Start of Block
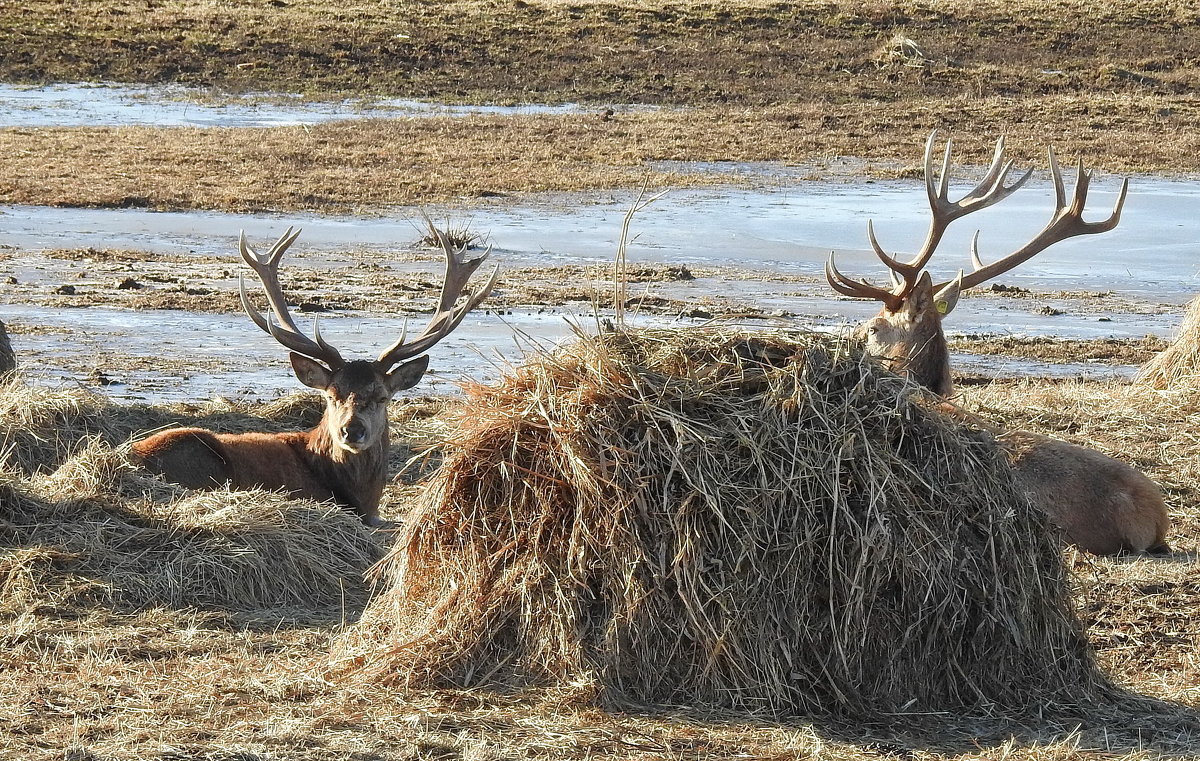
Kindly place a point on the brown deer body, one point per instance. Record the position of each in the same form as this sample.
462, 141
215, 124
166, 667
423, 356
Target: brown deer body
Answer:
1102, 504
345, 457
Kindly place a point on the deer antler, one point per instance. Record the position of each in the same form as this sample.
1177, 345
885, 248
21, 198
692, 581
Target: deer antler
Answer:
448, 316
1067, 222
990, 190
285, 331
End of Block
§ **Exercise instructions**: The response consists of the lines above that contain "body".

§ **Solution to this problem**:
Kindly place a point on the brown deer body, one point per instance. Record the position of each in the same form as this sample.
Target: brown deer body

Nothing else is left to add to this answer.